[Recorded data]
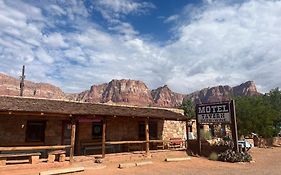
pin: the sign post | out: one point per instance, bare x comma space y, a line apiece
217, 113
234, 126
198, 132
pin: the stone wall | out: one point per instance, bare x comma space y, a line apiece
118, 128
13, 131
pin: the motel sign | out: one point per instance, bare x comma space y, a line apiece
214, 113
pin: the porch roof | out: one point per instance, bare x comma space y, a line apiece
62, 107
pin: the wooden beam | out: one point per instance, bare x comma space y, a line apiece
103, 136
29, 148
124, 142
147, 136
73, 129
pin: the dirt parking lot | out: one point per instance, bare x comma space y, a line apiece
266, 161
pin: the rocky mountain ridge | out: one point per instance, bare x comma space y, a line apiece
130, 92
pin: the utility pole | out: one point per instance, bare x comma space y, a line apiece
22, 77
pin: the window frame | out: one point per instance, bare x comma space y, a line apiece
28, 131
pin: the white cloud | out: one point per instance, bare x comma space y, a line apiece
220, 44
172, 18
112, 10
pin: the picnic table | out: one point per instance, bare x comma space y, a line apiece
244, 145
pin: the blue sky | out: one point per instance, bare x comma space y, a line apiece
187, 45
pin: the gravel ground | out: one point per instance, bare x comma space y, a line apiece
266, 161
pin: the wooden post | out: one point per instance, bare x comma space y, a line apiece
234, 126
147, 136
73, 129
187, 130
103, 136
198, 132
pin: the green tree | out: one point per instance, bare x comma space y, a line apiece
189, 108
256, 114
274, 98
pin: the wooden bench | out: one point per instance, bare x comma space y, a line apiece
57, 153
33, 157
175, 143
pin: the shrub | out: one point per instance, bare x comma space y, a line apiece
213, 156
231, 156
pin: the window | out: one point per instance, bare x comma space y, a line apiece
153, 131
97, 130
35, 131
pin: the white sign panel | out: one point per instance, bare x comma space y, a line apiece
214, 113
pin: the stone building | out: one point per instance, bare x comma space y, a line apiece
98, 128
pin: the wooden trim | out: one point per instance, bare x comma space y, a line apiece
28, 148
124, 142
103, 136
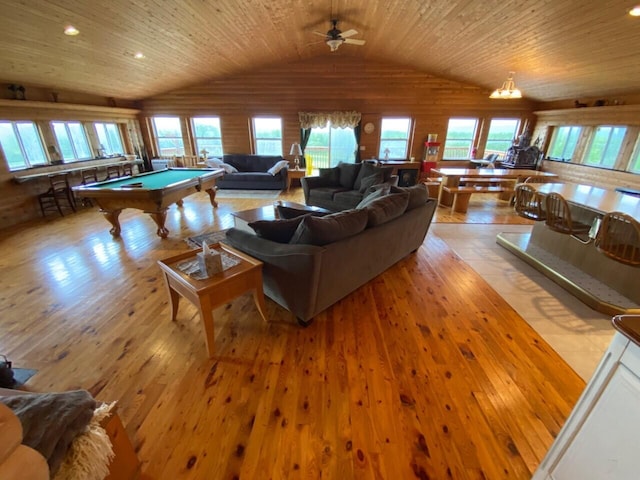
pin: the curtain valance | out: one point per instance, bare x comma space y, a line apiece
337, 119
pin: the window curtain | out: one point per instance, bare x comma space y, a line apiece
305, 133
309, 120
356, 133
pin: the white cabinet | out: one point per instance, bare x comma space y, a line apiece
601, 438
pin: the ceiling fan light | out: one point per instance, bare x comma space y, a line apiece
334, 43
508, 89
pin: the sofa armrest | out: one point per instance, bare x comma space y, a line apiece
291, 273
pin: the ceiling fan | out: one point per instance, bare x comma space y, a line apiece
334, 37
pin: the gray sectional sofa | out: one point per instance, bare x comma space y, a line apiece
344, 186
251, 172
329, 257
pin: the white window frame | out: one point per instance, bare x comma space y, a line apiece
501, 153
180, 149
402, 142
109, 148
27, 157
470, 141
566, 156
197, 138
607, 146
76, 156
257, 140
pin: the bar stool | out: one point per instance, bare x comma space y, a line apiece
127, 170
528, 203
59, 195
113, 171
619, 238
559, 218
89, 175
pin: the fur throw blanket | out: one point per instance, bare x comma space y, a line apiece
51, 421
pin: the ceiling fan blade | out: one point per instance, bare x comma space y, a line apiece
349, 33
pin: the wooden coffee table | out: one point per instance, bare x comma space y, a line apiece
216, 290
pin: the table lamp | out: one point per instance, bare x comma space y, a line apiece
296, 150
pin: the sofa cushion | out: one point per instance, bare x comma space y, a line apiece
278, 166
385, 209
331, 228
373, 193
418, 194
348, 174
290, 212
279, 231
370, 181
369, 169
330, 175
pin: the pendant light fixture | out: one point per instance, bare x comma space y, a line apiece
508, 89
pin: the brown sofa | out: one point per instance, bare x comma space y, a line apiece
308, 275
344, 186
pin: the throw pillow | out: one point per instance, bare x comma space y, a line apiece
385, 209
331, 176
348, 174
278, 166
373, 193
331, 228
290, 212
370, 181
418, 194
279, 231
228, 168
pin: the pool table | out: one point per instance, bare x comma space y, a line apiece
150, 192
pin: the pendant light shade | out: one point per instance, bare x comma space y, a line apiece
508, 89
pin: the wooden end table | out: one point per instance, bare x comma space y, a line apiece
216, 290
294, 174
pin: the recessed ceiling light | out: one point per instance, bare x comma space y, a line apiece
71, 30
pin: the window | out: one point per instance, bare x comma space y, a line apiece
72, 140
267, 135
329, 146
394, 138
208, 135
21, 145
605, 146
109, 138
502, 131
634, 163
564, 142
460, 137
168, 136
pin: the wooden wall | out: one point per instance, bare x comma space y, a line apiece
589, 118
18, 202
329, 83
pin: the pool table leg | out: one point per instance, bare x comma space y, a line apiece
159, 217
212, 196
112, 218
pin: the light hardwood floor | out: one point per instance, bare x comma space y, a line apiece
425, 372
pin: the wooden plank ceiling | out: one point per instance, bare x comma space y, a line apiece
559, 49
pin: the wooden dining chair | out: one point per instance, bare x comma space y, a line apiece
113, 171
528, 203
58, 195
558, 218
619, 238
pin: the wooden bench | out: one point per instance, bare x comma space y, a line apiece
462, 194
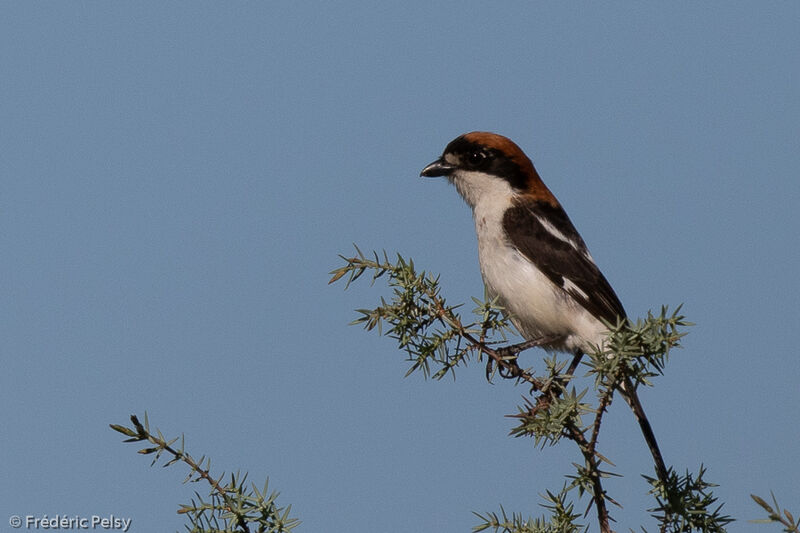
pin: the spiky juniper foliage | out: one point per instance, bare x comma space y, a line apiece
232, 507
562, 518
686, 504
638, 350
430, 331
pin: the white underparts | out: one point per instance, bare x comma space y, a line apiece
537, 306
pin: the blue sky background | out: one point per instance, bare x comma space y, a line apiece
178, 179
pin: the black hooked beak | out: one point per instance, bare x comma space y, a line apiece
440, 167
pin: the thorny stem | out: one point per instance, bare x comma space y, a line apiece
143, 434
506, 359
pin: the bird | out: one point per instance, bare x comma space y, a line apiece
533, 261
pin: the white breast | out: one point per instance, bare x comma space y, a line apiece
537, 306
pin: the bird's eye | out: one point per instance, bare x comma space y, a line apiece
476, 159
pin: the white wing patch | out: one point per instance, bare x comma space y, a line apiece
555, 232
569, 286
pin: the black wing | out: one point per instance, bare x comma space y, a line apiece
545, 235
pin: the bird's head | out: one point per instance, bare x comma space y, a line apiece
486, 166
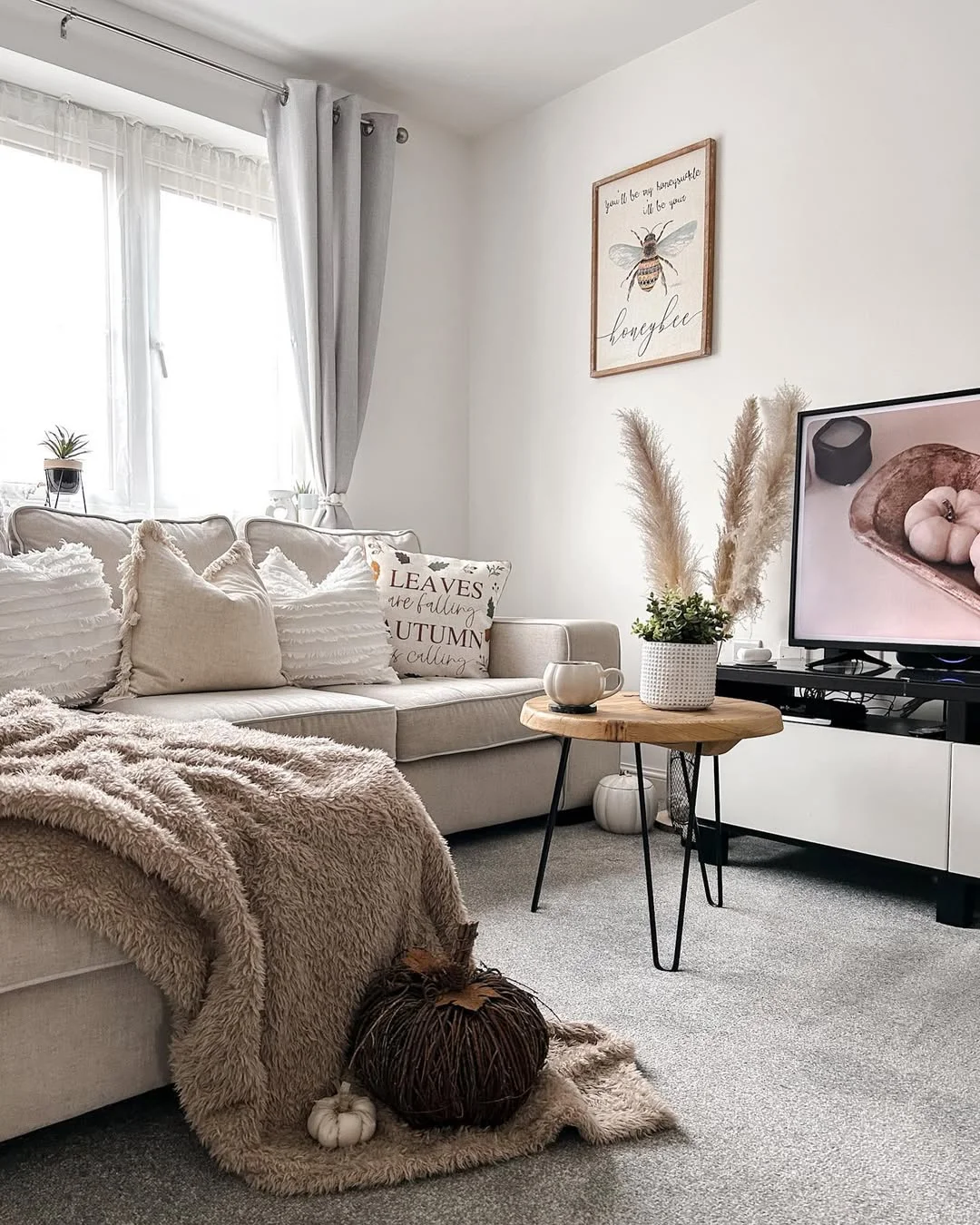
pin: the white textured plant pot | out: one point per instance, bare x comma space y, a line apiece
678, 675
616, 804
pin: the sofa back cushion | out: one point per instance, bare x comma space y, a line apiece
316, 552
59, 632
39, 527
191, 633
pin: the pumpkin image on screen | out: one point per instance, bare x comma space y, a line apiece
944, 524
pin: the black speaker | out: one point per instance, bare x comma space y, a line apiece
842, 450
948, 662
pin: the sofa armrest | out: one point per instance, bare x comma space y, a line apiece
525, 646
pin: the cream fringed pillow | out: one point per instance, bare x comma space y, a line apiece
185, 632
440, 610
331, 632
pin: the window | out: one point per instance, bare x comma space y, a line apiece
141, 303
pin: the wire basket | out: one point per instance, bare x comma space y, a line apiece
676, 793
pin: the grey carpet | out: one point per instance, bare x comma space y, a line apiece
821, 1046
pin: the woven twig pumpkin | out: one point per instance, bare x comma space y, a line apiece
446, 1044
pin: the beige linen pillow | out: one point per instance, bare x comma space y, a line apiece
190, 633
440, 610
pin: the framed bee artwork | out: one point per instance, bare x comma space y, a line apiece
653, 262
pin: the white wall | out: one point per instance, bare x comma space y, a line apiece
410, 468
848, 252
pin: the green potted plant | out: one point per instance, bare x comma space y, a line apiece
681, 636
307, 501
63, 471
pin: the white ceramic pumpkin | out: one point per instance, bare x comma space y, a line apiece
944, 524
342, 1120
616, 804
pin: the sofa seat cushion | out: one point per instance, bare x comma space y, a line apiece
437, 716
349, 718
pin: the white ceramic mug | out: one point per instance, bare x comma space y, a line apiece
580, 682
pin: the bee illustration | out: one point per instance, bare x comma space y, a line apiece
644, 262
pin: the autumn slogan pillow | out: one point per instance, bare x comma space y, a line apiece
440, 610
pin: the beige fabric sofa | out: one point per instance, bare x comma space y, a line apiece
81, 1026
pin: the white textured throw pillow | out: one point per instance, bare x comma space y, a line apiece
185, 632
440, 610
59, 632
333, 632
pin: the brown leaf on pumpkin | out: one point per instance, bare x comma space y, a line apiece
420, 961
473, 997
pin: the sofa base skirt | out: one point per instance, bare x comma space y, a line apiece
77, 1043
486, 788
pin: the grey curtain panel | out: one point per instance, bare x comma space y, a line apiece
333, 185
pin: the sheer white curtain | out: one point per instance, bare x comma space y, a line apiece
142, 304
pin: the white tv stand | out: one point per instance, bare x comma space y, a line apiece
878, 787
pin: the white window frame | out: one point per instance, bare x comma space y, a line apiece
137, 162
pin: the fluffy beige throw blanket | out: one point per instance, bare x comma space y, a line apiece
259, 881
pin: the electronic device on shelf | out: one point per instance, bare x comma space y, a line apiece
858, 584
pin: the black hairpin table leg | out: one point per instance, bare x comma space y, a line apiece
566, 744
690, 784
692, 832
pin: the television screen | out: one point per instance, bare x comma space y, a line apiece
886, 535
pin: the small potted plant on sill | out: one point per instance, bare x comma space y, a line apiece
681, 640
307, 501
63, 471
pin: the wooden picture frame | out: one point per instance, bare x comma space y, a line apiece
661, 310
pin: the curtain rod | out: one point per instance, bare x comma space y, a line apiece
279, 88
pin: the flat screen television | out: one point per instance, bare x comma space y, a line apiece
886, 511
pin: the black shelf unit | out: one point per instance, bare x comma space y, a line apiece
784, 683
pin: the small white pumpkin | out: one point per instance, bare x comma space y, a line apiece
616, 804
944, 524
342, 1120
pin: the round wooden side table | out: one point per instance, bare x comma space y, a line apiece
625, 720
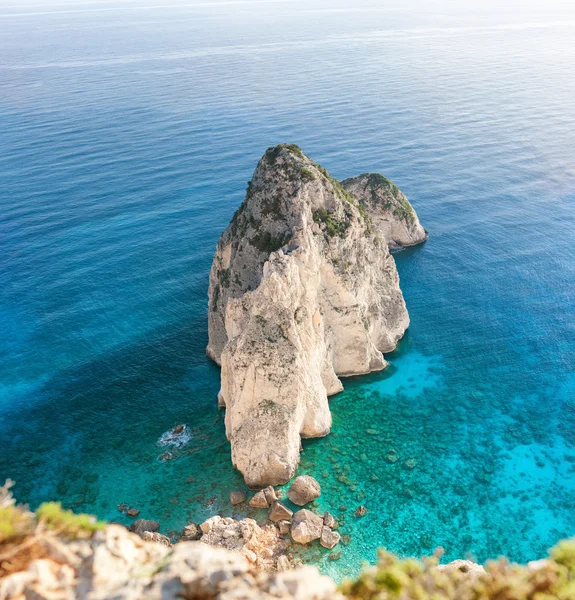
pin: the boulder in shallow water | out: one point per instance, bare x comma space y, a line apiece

* Instructions for the task *
Omit the pictures. Write out exactly the lines from the one containing "pin: the black shelf" through the last line of the entries, both of them included.

* Response to this exercise *
pin: the black shelf unit | out: one point per instance, bare x comma space y, a line apiece
784, 683
pin: the small white pumpkin | out: one point per instance, bare x comma space y, a line apiece
616, 804
944, 524
342, 1120
pin: the round wooden side table | out: one point per instance, bare x comma space y, a line apiece
625, 720
pin: the boulder in shallow water | out: one point per instance, bare x comma space y, a line apiece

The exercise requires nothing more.